### [Task prompt]
Respond with nothing but the number of lines in this data that include the word "plant".

____

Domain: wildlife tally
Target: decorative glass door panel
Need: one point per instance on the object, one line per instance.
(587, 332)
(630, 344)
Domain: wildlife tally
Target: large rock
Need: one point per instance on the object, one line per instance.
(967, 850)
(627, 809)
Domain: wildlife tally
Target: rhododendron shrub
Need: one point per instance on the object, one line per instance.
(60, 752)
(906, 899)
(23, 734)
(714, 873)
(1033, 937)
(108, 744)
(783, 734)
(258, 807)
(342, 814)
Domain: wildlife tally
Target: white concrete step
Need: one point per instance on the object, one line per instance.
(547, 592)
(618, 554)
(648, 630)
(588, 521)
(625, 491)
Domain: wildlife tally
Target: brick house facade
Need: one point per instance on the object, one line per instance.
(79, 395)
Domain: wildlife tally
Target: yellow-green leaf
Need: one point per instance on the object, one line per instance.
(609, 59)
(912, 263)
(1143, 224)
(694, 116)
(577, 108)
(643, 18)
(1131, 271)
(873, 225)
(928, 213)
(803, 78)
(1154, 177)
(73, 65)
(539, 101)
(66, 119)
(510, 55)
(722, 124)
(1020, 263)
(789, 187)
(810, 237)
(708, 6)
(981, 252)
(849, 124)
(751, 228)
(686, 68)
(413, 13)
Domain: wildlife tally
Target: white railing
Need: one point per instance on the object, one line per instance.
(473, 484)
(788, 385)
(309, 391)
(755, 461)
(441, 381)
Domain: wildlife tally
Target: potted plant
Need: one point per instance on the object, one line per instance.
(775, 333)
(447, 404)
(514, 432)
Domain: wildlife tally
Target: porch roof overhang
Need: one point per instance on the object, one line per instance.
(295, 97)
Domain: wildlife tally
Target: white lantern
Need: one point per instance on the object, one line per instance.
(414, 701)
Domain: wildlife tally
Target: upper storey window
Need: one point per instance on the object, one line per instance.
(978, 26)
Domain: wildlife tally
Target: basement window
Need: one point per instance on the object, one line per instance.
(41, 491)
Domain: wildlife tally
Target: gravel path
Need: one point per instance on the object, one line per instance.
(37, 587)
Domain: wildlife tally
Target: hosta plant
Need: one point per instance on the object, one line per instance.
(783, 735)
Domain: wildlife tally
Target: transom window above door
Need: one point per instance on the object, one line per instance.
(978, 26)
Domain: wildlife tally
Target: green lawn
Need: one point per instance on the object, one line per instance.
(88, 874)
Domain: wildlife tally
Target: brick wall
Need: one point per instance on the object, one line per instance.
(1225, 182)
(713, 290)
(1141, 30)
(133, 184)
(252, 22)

____

### [Task solution]
2